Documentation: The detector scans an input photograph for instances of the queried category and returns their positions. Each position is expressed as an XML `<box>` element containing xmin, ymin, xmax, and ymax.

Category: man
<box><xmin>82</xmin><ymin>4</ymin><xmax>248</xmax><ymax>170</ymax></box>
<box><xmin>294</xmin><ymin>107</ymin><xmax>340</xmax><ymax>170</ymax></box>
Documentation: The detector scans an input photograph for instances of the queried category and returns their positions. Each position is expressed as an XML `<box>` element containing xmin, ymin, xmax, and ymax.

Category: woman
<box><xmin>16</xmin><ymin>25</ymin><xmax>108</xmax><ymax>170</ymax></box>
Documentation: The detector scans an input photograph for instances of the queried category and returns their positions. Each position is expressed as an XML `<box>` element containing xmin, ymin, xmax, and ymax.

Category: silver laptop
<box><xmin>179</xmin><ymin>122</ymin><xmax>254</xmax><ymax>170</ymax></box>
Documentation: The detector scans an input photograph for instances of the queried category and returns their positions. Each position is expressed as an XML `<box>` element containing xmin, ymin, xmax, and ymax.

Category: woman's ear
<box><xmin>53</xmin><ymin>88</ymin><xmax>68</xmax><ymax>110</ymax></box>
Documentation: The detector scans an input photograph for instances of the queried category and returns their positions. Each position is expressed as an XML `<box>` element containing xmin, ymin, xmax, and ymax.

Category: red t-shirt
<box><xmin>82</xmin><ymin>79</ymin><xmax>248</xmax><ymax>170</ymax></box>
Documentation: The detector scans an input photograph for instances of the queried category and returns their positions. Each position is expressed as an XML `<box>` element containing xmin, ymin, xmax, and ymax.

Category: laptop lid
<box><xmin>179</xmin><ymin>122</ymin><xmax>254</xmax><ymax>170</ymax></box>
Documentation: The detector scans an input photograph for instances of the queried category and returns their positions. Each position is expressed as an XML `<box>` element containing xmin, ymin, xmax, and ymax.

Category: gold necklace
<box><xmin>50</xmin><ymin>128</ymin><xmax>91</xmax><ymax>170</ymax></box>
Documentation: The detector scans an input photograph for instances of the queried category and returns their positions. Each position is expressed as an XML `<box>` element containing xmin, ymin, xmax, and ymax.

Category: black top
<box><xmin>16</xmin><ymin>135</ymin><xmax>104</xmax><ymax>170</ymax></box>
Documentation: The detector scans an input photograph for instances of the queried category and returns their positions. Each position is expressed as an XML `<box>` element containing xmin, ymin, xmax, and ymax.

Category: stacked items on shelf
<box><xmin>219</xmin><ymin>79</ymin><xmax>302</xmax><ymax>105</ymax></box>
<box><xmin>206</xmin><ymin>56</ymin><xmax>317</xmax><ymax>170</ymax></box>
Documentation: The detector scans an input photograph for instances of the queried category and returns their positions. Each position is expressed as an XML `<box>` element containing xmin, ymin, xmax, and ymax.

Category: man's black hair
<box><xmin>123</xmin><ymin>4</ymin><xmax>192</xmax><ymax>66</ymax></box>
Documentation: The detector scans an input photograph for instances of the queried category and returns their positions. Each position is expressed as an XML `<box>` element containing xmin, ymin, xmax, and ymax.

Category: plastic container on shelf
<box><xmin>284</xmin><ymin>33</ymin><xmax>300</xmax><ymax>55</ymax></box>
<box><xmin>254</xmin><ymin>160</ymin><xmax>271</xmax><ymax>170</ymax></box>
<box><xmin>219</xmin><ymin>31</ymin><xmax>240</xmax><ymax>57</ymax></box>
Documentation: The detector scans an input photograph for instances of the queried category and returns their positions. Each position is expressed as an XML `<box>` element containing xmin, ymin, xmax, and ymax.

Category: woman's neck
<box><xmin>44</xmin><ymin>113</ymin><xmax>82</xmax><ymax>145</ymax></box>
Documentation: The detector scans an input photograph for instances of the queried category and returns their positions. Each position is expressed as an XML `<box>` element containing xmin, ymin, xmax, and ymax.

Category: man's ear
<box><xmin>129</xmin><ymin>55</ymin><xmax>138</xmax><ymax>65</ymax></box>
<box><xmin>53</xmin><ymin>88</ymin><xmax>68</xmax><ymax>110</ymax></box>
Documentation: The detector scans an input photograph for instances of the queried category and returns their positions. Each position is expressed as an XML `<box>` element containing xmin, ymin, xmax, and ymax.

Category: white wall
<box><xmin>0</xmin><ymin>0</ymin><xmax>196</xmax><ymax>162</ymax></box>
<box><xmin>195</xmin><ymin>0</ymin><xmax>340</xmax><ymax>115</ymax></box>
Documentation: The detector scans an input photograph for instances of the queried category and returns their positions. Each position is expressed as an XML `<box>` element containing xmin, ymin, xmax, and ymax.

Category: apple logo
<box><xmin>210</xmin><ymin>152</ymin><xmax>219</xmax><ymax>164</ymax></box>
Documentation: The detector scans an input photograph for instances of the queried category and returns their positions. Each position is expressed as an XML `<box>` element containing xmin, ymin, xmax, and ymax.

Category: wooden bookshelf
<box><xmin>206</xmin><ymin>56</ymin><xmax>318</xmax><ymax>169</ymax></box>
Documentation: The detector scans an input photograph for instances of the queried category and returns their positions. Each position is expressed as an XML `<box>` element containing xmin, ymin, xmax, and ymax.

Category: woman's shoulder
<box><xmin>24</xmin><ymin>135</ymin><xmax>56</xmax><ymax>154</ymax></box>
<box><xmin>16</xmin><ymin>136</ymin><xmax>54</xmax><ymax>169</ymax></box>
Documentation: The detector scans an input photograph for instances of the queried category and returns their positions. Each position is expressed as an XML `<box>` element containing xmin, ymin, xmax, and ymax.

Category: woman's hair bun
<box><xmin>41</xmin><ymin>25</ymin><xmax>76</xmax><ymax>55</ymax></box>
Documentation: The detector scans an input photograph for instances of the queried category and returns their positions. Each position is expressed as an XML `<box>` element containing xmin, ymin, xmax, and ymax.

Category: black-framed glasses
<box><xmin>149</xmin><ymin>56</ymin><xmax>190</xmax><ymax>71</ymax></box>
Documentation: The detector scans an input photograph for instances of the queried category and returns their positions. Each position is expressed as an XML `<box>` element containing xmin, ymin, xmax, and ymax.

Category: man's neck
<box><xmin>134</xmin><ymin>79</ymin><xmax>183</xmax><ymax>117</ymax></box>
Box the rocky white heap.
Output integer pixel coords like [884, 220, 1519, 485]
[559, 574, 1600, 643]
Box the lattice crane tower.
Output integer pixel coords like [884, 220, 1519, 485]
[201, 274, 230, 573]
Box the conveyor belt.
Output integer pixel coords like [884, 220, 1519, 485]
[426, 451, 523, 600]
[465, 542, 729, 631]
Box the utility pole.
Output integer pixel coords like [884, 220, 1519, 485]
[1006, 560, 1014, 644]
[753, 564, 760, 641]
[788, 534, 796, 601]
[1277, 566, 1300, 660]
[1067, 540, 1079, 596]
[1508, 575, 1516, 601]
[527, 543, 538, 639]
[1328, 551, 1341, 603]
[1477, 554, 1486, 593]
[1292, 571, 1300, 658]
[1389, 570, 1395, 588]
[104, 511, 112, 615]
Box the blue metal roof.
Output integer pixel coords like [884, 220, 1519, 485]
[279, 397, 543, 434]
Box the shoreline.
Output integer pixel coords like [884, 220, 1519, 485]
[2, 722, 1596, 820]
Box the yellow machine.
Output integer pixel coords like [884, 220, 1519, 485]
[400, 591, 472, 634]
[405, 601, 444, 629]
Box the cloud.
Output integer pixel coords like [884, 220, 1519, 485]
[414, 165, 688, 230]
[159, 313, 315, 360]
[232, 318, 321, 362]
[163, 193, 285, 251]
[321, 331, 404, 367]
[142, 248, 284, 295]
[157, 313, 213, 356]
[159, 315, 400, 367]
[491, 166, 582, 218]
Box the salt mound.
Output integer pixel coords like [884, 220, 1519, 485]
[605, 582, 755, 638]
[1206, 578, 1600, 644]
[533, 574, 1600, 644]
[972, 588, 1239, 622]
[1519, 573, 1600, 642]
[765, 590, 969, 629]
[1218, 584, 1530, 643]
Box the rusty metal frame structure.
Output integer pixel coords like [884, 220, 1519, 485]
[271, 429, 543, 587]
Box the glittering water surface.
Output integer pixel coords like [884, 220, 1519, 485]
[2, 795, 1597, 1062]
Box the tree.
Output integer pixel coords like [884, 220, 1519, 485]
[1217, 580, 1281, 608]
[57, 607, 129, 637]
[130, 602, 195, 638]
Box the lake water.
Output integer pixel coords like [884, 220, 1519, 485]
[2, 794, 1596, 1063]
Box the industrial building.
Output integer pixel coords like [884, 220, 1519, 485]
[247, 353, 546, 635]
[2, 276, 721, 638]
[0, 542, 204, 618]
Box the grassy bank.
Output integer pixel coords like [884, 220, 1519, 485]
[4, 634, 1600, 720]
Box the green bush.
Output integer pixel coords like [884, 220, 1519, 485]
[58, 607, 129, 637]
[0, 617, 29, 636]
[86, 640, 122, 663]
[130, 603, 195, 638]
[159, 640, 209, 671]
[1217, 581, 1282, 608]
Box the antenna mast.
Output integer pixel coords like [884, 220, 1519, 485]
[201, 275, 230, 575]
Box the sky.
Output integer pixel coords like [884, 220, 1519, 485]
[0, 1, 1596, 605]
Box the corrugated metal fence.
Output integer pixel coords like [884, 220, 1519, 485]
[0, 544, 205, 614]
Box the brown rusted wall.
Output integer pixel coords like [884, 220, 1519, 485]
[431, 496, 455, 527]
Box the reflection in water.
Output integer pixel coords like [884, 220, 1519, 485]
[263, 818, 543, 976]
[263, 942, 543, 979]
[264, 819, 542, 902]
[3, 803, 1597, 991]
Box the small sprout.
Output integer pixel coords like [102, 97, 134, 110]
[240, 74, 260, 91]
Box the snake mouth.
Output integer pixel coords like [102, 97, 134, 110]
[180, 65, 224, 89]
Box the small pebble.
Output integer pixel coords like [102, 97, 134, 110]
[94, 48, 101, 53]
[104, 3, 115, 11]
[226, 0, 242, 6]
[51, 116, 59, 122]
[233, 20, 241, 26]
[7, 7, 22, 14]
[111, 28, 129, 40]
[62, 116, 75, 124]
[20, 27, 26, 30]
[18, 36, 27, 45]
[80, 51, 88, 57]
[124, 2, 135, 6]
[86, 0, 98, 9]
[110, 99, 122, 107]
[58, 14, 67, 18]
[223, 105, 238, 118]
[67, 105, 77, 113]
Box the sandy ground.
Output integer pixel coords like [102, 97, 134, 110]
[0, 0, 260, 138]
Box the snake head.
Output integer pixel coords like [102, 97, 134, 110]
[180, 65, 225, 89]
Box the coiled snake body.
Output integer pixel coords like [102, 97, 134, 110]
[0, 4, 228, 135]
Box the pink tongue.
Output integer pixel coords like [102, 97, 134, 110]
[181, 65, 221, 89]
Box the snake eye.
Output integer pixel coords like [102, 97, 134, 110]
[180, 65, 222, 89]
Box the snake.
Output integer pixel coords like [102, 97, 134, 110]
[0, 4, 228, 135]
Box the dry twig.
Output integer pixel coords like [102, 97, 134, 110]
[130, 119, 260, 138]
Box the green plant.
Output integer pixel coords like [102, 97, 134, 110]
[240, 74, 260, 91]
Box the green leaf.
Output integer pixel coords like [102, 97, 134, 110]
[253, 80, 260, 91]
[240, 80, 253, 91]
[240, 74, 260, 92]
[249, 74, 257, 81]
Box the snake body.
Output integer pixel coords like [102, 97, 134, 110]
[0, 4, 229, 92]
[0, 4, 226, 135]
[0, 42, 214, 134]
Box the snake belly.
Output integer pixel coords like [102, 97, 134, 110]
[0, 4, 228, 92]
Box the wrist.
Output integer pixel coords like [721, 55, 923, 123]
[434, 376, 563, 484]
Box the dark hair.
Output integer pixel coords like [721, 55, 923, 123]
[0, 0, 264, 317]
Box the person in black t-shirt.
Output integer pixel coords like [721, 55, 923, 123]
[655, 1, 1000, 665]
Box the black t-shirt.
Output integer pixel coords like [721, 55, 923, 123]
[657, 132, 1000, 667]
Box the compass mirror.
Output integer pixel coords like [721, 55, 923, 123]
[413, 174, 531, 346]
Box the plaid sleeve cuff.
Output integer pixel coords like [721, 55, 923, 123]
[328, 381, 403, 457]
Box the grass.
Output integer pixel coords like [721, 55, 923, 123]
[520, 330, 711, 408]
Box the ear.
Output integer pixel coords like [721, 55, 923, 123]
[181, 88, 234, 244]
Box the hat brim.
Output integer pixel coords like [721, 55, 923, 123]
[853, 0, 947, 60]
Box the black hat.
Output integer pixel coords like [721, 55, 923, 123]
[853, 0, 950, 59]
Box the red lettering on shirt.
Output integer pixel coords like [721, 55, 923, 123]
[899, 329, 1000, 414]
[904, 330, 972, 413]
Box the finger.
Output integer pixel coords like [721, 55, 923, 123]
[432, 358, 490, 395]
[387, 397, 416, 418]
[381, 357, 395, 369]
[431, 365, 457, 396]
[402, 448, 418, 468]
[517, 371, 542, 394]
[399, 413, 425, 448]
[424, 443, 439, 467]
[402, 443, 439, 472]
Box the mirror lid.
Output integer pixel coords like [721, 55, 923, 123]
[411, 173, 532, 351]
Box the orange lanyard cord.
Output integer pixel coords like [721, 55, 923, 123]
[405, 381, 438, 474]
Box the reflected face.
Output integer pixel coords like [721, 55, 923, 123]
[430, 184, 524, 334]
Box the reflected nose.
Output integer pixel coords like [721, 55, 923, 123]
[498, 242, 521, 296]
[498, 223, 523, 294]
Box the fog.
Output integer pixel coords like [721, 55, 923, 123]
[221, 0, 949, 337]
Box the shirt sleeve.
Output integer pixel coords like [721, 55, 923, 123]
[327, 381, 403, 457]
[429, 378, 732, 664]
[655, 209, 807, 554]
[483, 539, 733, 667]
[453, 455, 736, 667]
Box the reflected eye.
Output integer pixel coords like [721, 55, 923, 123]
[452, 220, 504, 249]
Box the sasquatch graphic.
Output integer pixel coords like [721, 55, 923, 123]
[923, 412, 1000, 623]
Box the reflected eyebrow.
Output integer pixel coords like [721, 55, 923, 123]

Directions: Please go through the listing and return each line that has "reflected" in it.

Answer space:
Box the reflected face.
Box the reflected nose.
Box the reflected eye.
Box the reflected eyebrow.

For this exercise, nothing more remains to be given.